説明

消失性模型の組立方法および組立装置

【目的】 幹に相当するスプルーに枝ないしは葉に相当する所定個数のユニット模型を溶着してツリー状の消失性模型を自動的に組立てる。
【構成】 ユニット模型を射出成形により成形する射出成形機構11と、あらかじめ成形したスプルー2をユニット模型の溶着位置Pで当該スプルー2の軸方向および/または周方向にユニット模型の間隔分だけ移動させるスプルー軸方向移動機構41および/またはスプルー周方向移動機構61と、射出成形されたユニット模型を射出成形位置から溶着位置Pに移動させてスプルー2に近接ないしは圧着させるユニット模型移動機構21と、ユニット模型を射出成形位置から溶着位置Pに移動させる間にユニット模型のワックスゲート部分を切除するワックスゲート部分切除機構31と、スプルー2およびユニット模型のうちの少なくとも一方を部分的に加熱して溶融する加熱体を溶着位置Pに移動させる加熱体移動機構51を具備してなる消失性模型の組立装置。

【発明の詳細な説明】
【0001】
【産業上の利用分野】本発明は、幹に相当するスプルーに枝ないしは葉に相当する所定個数のユニット模型を溶着してツリー状の消失性模型に組立てるのに利用される消失性模型の組立方法および組立装置に関するものである。
【0002】
【従来の技術】従来、精密鋳造法の一つとして、消失性模型を用いる方法があり、なかでも消失性材料としてワックスを使用するロストワックス法が広く採用されている。
【0003】このロストワックス法は、消失性材料であるワックスを使用してインジェクションマシン等の射出成形機により製作したユニット模型をスプルーに所定個数溶着してツリー状の消失性模型とし、スラリー付着と、スタッコイング(サンディング)と、乾燥とを複数回繰り返して複数層からなる耐火物被覆を形成し、乾燥した後加熱して脱ろうし、次いで焼成することによって、鋳型強度を高めたセラミックシェル鋳型とし、この鋳型内に金属溶湯を注入したのち凝固させ、型ばらしおよび砂落しを行ってツリー状の鋳造体を得たのち、切断して各々の鋳造部品となるようにする精密鋳造法である。

> 手元の資料:
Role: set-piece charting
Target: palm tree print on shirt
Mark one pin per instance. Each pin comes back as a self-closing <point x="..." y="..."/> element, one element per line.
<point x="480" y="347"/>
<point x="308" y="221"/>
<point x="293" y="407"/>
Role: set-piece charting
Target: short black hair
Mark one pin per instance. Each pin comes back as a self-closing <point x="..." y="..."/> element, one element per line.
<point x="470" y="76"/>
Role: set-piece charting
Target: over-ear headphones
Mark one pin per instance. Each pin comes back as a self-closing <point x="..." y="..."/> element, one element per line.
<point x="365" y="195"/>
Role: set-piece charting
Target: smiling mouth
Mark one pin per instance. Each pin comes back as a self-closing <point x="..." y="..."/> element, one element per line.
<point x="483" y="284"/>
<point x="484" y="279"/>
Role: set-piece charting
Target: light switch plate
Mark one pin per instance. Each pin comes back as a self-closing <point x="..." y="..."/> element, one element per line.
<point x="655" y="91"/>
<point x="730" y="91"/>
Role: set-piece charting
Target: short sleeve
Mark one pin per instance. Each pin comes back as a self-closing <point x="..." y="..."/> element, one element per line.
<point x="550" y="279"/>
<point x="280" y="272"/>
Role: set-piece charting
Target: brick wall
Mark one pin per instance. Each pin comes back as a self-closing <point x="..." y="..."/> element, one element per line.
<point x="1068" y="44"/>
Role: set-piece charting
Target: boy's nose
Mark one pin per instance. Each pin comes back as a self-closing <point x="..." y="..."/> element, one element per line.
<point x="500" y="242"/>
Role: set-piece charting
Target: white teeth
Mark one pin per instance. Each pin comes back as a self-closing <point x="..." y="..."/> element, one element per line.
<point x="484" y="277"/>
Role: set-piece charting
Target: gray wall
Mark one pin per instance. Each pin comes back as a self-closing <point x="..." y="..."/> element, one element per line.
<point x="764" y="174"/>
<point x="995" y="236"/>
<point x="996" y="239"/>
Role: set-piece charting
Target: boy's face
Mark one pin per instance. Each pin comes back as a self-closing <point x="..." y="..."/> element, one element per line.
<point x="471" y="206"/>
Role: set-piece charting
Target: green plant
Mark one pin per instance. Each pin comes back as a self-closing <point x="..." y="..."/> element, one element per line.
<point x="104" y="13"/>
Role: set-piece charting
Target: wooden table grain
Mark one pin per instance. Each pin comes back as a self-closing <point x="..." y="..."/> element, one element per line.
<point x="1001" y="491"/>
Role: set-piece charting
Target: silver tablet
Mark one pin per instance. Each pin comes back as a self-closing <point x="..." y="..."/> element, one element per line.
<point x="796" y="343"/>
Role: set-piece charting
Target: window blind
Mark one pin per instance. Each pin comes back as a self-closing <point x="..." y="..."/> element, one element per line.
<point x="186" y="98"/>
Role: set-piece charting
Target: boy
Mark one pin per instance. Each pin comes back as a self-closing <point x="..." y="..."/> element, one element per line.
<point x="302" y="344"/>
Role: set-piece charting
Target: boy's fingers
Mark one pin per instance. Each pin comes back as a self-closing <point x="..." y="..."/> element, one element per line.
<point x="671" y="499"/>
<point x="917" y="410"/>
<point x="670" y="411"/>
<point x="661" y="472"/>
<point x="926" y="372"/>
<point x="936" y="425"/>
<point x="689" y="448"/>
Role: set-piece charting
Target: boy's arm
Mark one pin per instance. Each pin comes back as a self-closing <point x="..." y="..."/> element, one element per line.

> やること:
消失性模型の組立についての元の文書を、最後の文のあとから書き進めてください。 項目はここでは使いません。

> 回答:
【0004】このようなロストワックス法では、上述したように、幹に相当するスプルーに枝ないしは葉に相当する所定個数のユニット模型を溶着してツリー状の消失性模型に組立てる必要があるが、従来の場合には、作業者が加熱したコテを使用して1個1個手作業により行っていた。
【0005】また、このような手作業による作業性の低下を改善するために、1本の円筒多孔型湯道棒に、金属製筒状組立ユニットの周囲に複数のワックス模型を一体成型したユニット模型を順次嵌め込んで相互に接着することにより消失性模型に組立てるようにした方法も提案されていた(例えば、特公昭63−9901号公報)。
【0006】
【発明が解決しようとする課題】しかしながら、上記した組立て方法では、各ユニット模型は、金属製筒状組立ユニットに設けた孔よりワックスを流出させることによってそれぞれのワックス模型を接着することにより構成するものとし、これらのユニット模型を円筒多孔型湯道棒に嵌め込むようにしていたため、金属製筒状組立ユニットの位置決め、金属製筒状組立ユニットに設けた孔からのワックスの流出,ユニット模型の湯道棒への嵌め込み、などといった多くの工程を必要とすると共に、金属製筒状組立ユニットなどといった非消失性材料の使用も多くなるという問題点があり、しかも生産量に応じてワックス模型の数や組立密度を任意に設定することが困難なものになりやすいという問題点を有し、非消失性材料からなる筒状組立ユニットを用いたり、これらを湯道棒に嵌め込んだりする必要がない簡便な消失性模型の組立方法および組立装置の開発が課題となっていた。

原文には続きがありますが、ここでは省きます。